**Required work**
Return each of the entries below precisely, with no pictures in the result.

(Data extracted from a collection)

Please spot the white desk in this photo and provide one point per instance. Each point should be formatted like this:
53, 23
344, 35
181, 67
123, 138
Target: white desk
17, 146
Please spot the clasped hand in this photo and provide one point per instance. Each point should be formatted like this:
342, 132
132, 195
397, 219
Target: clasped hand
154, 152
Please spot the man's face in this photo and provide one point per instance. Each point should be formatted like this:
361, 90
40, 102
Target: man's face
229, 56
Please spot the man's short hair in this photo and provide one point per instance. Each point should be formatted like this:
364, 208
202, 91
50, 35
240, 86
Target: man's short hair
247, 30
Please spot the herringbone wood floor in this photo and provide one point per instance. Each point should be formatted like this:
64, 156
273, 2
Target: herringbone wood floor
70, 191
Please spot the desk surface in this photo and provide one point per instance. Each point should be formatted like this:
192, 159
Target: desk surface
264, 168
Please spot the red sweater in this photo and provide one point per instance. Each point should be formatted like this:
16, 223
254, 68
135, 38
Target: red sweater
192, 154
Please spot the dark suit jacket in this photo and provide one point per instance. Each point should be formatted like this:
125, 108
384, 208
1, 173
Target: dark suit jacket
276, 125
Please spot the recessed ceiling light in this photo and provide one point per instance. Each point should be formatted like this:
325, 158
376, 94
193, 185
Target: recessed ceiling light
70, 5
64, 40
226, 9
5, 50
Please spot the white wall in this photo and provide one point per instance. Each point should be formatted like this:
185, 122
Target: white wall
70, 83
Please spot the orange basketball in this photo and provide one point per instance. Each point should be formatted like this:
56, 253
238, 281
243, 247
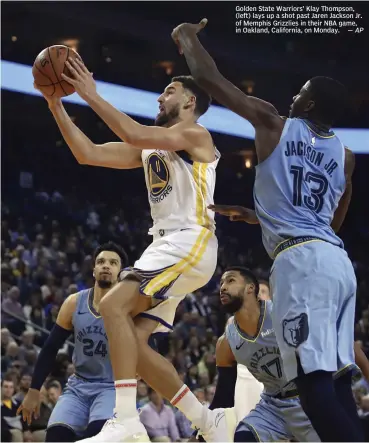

**Reply**
Please spot the white desk in this photo and provide one point per instance. Each point should be formatted like this:
53, 23
344, 35
181, 67
123, 138
Target: white desk
17, 146
Please spot the clasped hand in this photo and provide one point per instance. Each point should be formatted like this:
342, 132
132, 195
397, 219
Target: clasped hand
154, 152
Please spot the man's face in this photo and provide one point per instance. Each point should be formatted like this:
361, 90
40, 102
Target: man's face
229, 56
Please spot the man's short hair in this photo and provide one point per instance. Each point should be formatted like this:
364, 208
202, 91
50, 35
240, 86
Target: man's short hair
247, 30
Please spot the herringbone wood floor in this photo and provide one point per instance. Each point should be formatted like this:
64, 156
273, 2
Target: herringbone wood floor
70, 191
Please spot the desk surface in this photo and provide one point per instance. Each point should be formatted like this:
192, 159
Target: desk surface
264, 168
Please spot the red sweater in this photo and provide one point per instance. Each point should be formatted like this:
16, 223
254, 68
135, 38
Target: red sweater
192, 154
Please spot the dark suit jacket in this photo and provide one point per instance. Each point should be formatted like this:
125, 108
384, 208
1, 173
Target: dark suit jacket
276, 125
Please spot the recessed ceiling light in this photo and provide one point per instance. Each point should be formatted like this:
325, 158
376, 94
193, 185
Target: recessed ceiling light
70, 5
64, 40
226, 9
5, 50
Please spot the white wall in this photo and provide one point per instance. Each point should be formatted like this:
185, 122
Target: white wall
70, 83
Please spot the orange basketball in this photo and provide one point per instance. Each point should be formatted like this:
56, 253
238, 281
243, 247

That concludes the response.